=== TEXT PASSAGE ===

★ ★ ★ ★

AMAZÔNIA: WHAT WILL BE THE FUTURE?

1016co_nasa

The above photo from NASA shows the concentrations of carbon monoxide (grey areas) hovering over Amazônia during September 2007. Carbon monoxide indicates smoke, fire, greenhouse gas pollution and, of course, deforestation. Burning and cutting the tropical rainforests now contributes more than 20% of global greenhouse gas pollution.

It is now believed that the eastern half of the Amazon forest, located in Brazil, may be seriously at risk. "It's not out of the question to think that half of the basin will be either cleared or severely impoverished just 20 years from now," stated Dr. Daniel Nepstad, head of the Woods Hole Research Center's Amazon program. "The nightmare scenario is one where we have a 2005-like year that extended for a couple years, coupled with a high deforestation where we get huge areas of burning, which would produce smoke that would further reduce rainfall, worsening the cycle. A situation like this is very possible." Read more at Mongabay.

★ ★ ★ ★

=== SUPPLIED DATA ===
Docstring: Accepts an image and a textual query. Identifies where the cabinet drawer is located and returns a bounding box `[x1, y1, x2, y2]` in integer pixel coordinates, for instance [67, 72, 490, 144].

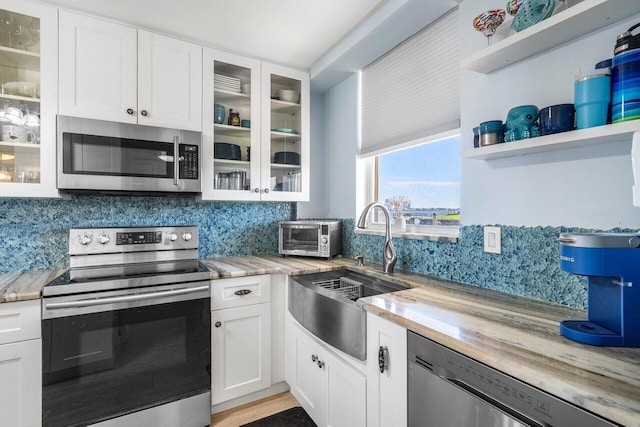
[211, 275, 271, 310]
[0, 300, 40, 344]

★ ★ ★ ★

=== WORK INSTRUCTIONS ===
**1)** According to the Amazon passage, what does carbon monoxide indicate? List each of those things.
**2)** Continue the passage on the future of the Amazon rainforest after its final sentence.

=== EXPECTED RESULTS ===
**1)** Smoke, fire, greenhouse gas pollution, and deforestation.

**2)**
The future Amazon will be the result of choices made by Brazil and the rest of the world in coming years. John Terborgh, writing in the current NY Review of Books tells us how it looks from the highest levels in Brazil:

What is the attitude of the Brazilian government toward a possible climatic calamity in the Amazon? On being shown the predictions of some climate models, President Luiz Inácio Lula da Silva reputedly posed two alternatives. If the rest of the world is so concerned about the future of the Amazon, then let the rich countries pay us not to cut it down. Otherwise, if the forest is going to succumb to drought and fire, then we ought to cut it down first so that we can benefit from the resources before they are lost to the ravages of nature.

Not everyone will be happy with these alternatives, but Lula's pronouncements may not be that far off the mark. The Amazon is being logged at a prodigious rate and with further improvements in transportation envisioned under the Avança Brasil program, logging, and with it the risk of fire, is bound to spread over much of the basin. Slowing or stopping the logging would require a political will that simply doesn't exist in a country obsessed with maximizing development.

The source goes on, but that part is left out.